■ **Brief**: Reproduce verbatim every line of the material below, from the line containing "the blue plastic" down to the end of the material.

Object point labels
>>>

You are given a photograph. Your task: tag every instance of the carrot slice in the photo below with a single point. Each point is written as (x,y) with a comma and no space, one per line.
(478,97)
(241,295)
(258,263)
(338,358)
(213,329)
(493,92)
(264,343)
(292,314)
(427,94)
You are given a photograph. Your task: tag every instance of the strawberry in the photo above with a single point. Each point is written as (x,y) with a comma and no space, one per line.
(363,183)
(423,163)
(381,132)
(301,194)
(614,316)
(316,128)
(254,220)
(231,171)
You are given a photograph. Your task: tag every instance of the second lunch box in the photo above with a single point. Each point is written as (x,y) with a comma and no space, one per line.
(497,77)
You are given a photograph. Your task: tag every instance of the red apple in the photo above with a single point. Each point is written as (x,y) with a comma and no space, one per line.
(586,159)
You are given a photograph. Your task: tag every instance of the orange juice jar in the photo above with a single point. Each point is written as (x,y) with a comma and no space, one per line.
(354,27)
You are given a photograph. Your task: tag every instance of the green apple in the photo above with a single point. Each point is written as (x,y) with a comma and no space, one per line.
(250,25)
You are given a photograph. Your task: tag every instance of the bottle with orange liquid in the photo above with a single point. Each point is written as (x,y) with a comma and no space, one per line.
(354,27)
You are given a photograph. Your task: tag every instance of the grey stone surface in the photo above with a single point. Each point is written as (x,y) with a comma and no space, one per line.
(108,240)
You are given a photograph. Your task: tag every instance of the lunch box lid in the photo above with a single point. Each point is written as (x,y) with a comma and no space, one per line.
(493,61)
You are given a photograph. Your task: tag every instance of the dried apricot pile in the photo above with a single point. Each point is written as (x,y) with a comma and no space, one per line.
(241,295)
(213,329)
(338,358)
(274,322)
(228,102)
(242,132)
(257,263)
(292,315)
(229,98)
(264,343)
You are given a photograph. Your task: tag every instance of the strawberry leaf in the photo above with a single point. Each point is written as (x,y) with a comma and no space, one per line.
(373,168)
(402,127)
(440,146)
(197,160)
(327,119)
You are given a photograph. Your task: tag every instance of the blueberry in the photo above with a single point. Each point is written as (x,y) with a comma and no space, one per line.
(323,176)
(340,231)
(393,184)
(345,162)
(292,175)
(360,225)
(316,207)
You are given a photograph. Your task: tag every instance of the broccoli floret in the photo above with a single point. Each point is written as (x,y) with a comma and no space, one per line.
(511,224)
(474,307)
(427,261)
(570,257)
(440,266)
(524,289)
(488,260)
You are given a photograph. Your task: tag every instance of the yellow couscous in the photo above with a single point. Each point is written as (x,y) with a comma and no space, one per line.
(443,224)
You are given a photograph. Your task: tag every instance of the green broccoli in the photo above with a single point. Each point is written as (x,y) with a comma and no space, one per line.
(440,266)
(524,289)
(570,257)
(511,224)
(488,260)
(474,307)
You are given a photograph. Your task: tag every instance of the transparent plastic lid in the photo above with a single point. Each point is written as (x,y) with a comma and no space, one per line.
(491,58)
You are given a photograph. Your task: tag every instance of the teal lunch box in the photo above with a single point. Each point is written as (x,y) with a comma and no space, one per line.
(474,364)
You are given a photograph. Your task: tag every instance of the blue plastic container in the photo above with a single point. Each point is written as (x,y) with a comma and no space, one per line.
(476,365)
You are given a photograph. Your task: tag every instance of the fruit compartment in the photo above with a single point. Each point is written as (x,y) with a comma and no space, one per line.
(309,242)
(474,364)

<<<

■ **Result for this task**:
You are given a photograph. Your task: tag every instance of the blue plastic container in the photo above with a single point. Each point is written as (x,y) with a comma and no space, one per line.
(476,365)
You are given a photograph. Your task: tag every instance of the fruit compartment in the photo above with a single point. Each point is written as (x,y) with a comma and no space, one per line.
(309,242)
(474,364)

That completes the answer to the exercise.